------ TASK INPUT
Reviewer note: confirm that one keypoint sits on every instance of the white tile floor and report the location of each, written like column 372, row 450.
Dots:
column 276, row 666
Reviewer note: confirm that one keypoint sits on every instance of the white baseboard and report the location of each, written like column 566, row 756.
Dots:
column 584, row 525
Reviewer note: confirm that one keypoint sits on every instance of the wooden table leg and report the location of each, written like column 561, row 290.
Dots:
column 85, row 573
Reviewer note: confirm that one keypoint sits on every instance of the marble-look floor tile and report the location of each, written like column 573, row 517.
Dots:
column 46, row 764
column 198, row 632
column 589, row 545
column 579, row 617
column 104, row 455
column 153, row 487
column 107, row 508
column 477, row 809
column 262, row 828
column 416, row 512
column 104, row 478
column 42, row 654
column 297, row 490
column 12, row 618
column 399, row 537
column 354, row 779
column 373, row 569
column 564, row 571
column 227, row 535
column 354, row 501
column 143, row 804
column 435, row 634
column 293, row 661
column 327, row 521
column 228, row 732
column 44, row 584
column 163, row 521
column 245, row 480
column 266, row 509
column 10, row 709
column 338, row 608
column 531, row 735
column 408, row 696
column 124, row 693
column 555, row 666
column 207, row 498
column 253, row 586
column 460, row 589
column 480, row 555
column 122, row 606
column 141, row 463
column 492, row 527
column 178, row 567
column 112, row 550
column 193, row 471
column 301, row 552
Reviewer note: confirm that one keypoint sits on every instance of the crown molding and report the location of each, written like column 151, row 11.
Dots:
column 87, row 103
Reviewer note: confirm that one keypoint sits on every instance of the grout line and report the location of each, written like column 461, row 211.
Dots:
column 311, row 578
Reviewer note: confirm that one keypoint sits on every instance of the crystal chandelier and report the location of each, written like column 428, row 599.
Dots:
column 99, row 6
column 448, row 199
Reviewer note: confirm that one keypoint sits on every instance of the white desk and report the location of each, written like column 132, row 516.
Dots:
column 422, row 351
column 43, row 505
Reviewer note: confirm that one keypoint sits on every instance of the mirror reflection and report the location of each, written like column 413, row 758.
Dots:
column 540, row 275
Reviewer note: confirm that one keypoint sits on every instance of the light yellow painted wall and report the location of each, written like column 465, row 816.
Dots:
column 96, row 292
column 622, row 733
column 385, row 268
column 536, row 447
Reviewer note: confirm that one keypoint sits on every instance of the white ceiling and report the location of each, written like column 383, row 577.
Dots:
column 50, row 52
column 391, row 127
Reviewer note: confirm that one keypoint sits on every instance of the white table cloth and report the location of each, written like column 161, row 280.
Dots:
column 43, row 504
------------
=== EXERCISE DETAILS ===
Copy out all of the data above, substituting "marker" for every occurrence of "keypoint" and keeping everything else the same.

=== TASK SOLUTION ===
Reviewer note: confirm that one marker sits on every instance of the white tile floor and report the location of each, written like column 372, row 450.
Dots:
column 276, row 666
Reviewer note: confirm that one marker sits on every instance of the white baseboard and report the location of each, written like column 566, row 756.
Dots:
column 584, row 525
Reviewer note: confirm that one marker sits on every instance of the wooden table leg and report the location of each, written like column 561, row 290.
Dots:
column 85, row 573
Reviewer note: confirm that one marker sits on every instance of the marble-look floor tile and report the location of each, written like column 573, row 517.
Dots:
column 46, row 764
column 198, row 632
column 589, row 545
column 579, row 617
column 104, row 455
column 153, row 487
column 107, row 508
column 477, row 809
column 262, row 828
column 416, row 512
column 104, row 478
column 42, row 654
column 297, row 490
column 12, row 618
column 399, row 537
column 354, row 779
column 373, row 569
column 564, row 571
column 227, row 535
column 354, row 501
column 143, row 804
column 435, row 634
column 293, row 661
column 327, row 521
column 228, row 732
column 44, row 584
column 163, row 521
column 245, row 480
column 266, row 509
column 10, row 709
column 338, row 608
column 531, row 735
column 408, row 696
column 124, row 693
column 555, row 666
column 207, row 498
column 253, row 586
column 460, row 589
column 480, row 555
column 122, row 606
column 141, row 463
column 492, row 527
column 178, row 567
column 112, row 550
column 193, row 471
column 301, row 552
Reviewer note: confirm that one marker sits on every instance of the crown molding and report the location of each, written like column 151, row 11.
Dots:
column 87, row 103
Reviewer note: confirm that one marker sits on every instance of the grout line and report the location of each, written like column 461, row 211.
Dots:
column 311, row 578
Reviewer note: confirm that one marker sits on every instance of the crystal chandelier and report the location of each, written like column 428, row 599.
Dots:
column 99, row 6
column 448, row 199
Reviewer note: confirm that one marker sits on every instance of the white desk and report the location of each, written like column 132, row 516.
Dots:
column 422, row 351
column 43, row 505
Reviewer note: confirm that one marker sits on every instance of the mirror reflection and report the location of each, written like column 413, row 758.
Dots:
column 540, row 275
Reviewer note: confirm that one marker sits on every instance of the light yellow painted wall and report the location of each, written like column 465, row 816.
Dots:
column 96, row 292
column 622, row 733
column 385, row 268
column 536, row 447
Reviewer note: confirm that one marker sits on every instance of the white ceiling and report the location of each, written like column 383, row 577.
Dots:
column 50, row 52
column 391, row 127
Reviewer note: confirm that one marker sits on every instance of the white table cloth and report the location of each, written like column 161, row 280.
Dots:
column 43, row 504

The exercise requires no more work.